Task set:
1. According to the page on the Guildsmen and the Great War, when did Arthur Pyment enlist in the Royal Flying Corps?
2. Retype the part of the page on the Guildsmen and the Great War starting with "Harold PymentNotes based" and going on through "in Broad Campden.".

Text segment:
The Guildsmen & The Great War

Some of the Guildsmen who enlisted in Campden were educated at Chipping Campden Grammar School, In 2014 Netty Rawlings curated an exhibition at Court Barn “The Guildsmen & the Great War” and the following information was part of that exhibition. Much of the information is based on Paul Hughes’ book.

PYMENT, Arthur Sidney (1896-1945)

Sergeant Air Mechanic 4780, 101 Squadron, Royal Flying Corps

Arthur Pyment came to Chipping Campden in 1902 with the Guild.  His father James, ‘Jim’, was a cabinetmaker and senior member of the Guild.

After leaving Campden Grammar School, Arthur joined the Guild as an apprentice carpenter and cabinetmaker. He enlisted in the Royal Flying Corps in April 1915 as an air mechanic and arrived in France in May 1915. He served on the Western Front for over two years, rising to the rank of Sergeant Mechanic. After discharge in 1919 he returned to Campden to join his father Jim (who had bought the Silk Mill after the Guild disbanded) and his brother Harry, to work in the family business, J.W.Pyment and Sons, builders, cabinetmakers and ecclesiastical woodworkers. From 1919-1939 Arthur was a Special Constable in Campden, and was an Air Raid Warden during the Second World War.  He is buried in St. James’s Churchyard.

PYMENT, Harold George (1893-1978)

Sergeant 1063, “D” Company, 1ST/5TH Battalion, Gloucestershire Regiment

Sergeant Air Mechanic 335383, 36 Wing, Royal Flying Corps

Harold PymentNotes based on Paul Hughes’ book:

Born in Bow, London Harold Pyment came with his family to Chipping Campden with the Guild in 1902. After leaving Campden Grammar School, he joined the Guild with his brother as an apprentice carpenter and cabinetmaker. He was also a regular member of “H” Company, 5th Battalion, Gloucestershire Regiment, the local company of the T.A., spending much time training on the rifle range in Broad Campden.

Harry immediately volunteered when war was declared and arrived in France at the end March 1915. He served on the Western Front in and around the village of Ploegsteert (‘Plugstreet’ to the soldiers), before being moved south to the Somme in July with the rest of the Campden men in the Glosters.

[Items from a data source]
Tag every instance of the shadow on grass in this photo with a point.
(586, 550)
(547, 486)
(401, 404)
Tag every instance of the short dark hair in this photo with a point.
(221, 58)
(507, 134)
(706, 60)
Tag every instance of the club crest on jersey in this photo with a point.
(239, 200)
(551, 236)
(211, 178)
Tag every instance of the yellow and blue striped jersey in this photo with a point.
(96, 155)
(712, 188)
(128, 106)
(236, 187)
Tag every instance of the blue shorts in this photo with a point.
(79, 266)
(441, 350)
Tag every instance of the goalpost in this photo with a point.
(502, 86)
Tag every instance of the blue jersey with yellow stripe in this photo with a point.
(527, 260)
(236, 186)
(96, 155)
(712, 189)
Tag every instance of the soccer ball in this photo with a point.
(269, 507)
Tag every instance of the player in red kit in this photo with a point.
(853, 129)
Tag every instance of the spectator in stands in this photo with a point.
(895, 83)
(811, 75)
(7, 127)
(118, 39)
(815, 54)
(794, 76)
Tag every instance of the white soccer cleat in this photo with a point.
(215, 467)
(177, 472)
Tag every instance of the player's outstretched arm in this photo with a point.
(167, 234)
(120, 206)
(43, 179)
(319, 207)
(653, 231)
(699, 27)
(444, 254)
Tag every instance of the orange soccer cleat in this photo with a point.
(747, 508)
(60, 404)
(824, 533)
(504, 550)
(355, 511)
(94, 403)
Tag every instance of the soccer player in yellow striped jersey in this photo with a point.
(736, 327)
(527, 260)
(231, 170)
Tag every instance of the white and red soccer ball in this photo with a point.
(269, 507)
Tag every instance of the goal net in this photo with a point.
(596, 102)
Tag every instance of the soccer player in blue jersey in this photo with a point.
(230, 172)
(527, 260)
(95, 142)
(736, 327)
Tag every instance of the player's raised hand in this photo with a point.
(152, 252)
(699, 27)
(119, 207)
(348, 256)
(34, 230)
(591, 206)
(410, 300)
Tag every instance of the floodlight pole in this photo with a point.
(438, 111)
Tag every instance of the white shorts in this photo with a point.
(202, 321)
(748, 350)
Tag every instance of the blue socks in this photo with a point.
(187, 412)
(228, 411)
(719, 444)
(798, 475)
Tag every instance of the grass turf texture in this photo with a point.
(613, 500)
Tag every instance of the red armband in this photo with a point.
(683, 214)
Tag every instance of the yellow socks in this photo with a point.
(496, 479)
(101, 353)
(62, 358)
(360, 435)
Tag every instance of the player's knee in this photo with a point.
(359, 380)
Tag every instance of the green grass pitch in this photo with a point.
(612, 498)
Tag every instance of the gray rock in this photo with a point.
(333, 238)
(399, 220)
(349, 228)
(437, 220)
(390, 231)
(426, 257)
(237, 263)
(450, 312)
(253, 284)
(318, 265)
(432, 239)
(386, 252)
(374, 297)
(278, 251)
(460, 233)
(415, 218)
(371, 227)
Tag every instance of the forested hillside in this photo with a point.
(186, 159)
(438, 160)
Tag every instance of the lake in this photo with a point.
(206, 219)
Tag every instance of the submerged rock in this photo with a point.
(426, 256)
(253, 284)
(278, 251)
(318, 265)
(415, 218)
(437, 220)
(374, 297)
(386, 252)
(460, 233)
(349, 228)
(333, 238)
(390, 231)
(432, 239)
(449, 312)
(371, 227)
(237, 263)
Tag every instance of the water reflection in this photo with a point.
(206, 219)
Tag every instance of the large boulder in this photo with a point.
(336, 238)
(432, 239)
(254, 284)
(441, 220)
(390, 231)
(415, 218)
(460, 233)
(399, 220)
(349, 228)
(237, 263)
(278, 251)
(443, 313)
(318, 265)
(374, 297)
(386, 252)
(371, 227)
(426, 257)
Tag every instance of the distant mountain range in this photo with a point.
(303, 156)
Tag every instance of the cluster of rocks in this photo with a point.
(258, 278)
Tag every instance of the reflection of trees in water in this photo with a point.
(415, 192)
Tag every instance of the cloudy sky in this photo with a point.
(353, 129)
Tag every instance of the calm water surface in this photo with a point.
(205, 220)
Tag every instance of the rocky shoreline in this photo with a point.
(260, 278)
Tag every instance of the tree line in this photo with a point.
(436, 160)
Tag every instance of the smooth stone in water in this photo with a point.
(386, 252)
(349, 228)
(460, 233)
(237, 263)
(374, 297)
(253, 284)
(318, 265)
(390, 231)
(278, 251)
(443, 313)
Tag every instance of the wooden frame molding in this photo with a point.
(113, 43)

Answers provided:
1. He enlisted in April 1915.

2.
Harold PymentNotes based on Paul Hughes’ book:

Born in Bow, London Harold Pyment came with his family to Chipping Campden with the Guild in 1902. After leaving Campden Grammar School, he joined the Guild with his brother as an apprentice carpenter and cabinetmaker. He was also a regular member of “H” Company, 5th Battalion, Gloucestershire Regiment, the local company of the T.A., spending much time training on the rifle range in Broad Campden.